• **Stored data entries**
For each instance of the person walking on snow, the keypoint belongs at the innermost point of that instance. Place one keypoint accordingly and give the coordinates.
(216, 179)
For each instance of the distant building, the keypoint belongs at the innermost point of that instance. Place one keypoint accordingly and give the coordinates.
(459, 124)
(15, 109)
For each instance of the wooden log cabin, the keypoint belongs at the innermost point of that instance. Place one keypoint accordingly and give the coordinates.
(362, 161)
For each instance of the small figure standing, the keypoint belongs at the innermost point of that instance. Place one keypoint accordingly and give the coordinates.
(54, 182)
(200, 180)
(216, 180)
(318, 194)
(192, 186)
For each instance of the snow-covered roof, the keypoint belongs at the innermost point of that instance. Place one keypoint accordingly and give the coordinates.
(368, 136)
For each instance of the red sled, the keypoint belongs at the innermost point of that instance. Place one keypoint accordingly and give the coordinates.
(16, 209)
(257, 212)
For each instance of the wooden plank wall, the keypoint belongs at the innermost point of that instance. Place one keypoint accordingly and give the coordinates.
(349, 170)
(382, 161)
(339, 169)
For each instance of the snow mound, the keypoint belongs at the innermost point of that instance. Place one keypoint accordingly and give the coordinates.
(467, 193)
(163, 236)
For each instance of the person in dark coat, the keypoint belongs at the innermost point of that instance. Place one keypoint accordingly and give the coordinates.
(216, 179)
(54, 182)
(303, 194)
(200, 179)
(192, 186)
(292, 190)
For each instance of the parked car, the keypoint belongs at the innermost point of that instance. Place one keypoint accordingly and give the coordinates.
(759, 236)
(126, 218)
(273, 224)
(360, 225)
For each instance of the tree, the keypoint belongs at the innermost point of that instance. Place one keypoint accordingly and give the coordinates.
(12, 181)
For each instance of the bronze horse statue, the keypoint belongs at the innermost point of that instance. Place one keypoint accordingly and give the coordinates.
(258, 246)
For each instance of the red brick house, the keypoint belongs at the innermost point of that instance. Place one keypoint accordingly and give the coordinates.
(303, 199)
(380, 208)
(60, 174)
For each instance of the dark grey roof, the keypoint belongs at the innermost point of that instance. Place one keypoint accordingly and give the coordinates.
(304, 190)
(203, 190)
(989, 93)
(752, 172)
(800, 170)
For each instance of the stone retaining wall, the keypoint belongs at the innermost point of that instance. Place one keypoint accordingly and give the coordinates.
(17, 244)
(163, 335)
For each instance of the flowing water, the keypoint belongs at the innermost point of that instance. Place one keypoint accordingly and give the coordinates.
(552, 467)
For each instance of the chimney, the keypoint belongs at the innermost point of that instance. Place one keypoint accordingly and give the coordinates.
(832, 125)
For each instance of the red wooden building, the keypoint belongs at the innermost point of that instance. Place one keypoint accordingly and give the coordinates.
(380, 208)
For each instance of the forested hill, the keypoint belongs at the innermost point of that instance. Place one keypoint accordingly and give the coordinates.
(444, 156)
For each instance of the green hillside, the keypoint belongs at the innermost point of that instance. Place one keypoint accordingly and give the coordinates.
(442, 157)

• **Work task**
Output every line from the records, exactly as written.

• **Your solution**
For each instance of the person walking on snow, the keypoint belongs at the innermost point of that instance. Place one keypoint accordingly and give the coordinates.
(216, 179)
For each instance of the distant building, the keypoint belongs at the innermost point of that instance. Place one keypoint accordingly and give the coordinates.
(459, 124)
(15, 109)
For each instance of the wooden log cabin, the keypoint belongs at the innermost point of that instance. Place one keypoint accordingly and give the coordinates.
(362, 161)
For each instance of the small figure standing, the keypoint belongs at the innermost point of that instance. Place one keypoint accordingly and give the coordinates.
(54, 182)
(200, 180)
(216, 180)
(318, 194)
(192, 186)
For each instance of the snow-covered roof, the keypoint belongs at the innermost point of that instance. Place one keypoint accordingly and give the coordinates.
(368, 136)
For each instance of the red sled, the keypoint belongs at the innermost point of that instance. Place one keypoint accordingly and give the coordinates.
(16, 209)
(257, 212)
For each instance of the wooden plank wall, the keypoint belongs at the innermost point of that instance. Place one keypoint accordingly and give the coordinates.
(349, 170)
(382, 161)
(339, 169)
For each instance of the snow mound, the keypoint belongs at the innermost point of that instance. Place one keypoint accordingly and give the coordinates.
(467, 193)
(163, 236)
For each instance of the person in dark coat, the keypoint belongs at the innermost point of that instance. Place one keypoint accordingly and give the coordinates.
(216, 179)
(54, 182)
(303, 194)
(200, 179)
(192, 186)
(292, 190)
For each instance of the parked car, the keypoint belongs at the innermost point of that instance. Place one keypoint accordingly and give the coordinates.
(759, 236)
(126, 218)
(273, 224)
(360, 225)
For each instance of the tree, the keypoint belongs at the innermost point of that instance. Place one keypoint accordingly and give the coordinates.
(12, 181)
For each instance of the bronze horse statue, the keypoint belongs at the innermost point of that instance. Place one keypoint accordingly and give the coordinates.
(258, 246)
For each instance of the red brick house, the keypoint belongs at the innermost point of that instance. Place one keypoint accordingly and give the coordinates.
(303, 199)
(380, 208)
(60, 174)
For each instance of the dark grey roof, the keypoint belongs at the innermost point of that instance. Place one keypoint accordingly and give the coordinates.
(304, 190)
(203, 190)
(989, 93)
(752, 172)
(800, 170)
For each instance of the stone retaining wall, the keypoint belongs at the innermost point of that instance. Place one keypoint accordingly and give the coordinates.
(17, 244)
(163, 335)
For each instance of the flowing water, the keypoint belongs at the innermost point of that instance. Place one keypoint accordingly and give the coordinates.
(552, 467)
For each instance of the chimney, the keypoint belongs at the innermost point of that instance. Place one keypoint accordingly and give the coordinates.
(832, 125)
For each instance of the red wooden building, the keypoint belongs at the innermost point of that instance. Place one keypoint accordingly and give the coordinates.
(380, 208)
For each instance of the forested hill, the keypoint belongs at the innermost point of that instance. Place one keypoint accordingly and give the coordinates.
(444, 156)
For each instance of the green hillside, the keypoint belongs at the innermost point of that instance. Place one keypoint accordingly and give the coordinates.
(442, 157)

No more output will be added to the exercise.